# What you should do
Find each line in the records below that contains the string "query", and copy those lines. The match is case-sensitive.

(Annotation data for object locations)
================================

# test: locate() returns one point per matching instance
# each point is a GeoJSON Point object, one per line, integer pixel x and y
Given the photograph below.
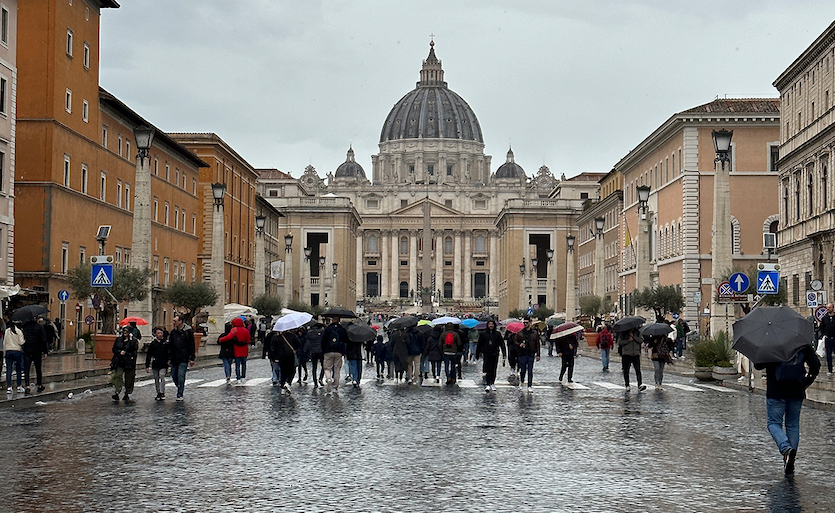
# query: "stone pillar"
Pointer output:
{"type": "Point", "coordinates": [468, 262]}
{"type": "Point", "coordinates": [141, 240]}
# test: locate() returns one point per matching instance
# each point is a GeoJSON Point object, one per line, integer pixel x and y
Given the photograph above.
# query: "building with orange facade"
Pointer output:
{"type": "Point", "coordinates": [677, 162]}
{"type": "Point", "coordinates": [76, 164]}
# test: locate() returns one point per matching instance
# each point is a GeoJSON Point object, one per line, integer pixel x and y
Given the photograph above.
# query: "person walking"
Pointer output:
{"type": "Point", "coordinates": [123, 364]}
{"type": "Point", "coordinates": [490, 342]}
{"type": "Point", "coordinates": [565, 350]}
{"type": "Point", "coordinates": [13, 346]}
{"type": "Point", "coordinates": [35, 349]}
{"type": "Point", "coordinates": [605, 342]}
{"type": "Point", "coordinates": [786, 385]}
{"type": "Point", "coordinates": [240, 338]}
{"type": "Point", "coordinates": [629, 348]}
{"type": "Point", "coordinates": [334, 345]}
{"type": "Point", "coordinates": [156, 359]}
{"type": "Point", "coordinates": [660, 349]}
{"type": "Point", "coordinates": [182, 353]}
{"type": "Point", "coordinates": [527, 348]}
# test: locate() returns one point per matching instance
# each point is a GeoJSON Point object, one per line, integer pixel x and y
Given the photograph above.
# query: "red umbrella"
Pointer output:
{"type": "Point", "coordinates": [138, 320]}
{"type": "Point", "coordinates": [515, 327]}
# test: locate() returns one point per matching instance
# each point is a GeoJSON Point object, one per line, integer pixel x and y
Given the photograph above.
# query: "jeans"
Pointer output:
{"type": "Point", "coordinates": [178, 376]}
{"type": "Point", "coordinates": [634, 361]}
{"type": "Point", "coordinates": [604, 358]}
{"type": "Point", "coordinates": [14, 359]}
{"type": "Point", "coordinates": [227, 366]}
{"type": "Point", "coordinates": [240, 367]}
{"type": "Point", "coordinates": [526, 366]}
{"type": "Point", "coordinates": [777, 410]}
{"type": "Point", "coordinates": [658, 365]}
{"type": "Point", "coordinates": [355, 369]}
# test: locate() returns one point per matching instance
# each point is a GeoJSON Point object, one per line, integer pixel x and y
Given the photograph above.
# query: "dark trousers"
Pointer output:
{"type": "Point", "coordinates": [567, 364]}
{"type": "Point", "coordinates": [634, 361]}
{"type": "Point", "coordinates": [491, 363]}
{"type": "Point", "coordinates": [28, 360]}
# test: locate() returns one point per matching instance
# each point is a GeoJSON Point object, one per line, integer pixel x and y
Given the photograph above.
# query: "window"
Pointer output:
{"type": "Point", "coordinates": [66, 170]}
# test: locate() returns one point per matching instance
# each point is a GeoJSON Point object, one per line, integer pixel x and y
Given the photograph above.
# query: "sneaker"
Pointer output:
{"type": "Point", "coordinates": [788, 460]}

================================

# Complete response
# query: "stone pillar"
# query: "building with orange facade"
# query: "person walking"
# query: "red umbrella"
# query: "jeans"
# query: "dark trousers"
# query: "window"
# query: "sneaker"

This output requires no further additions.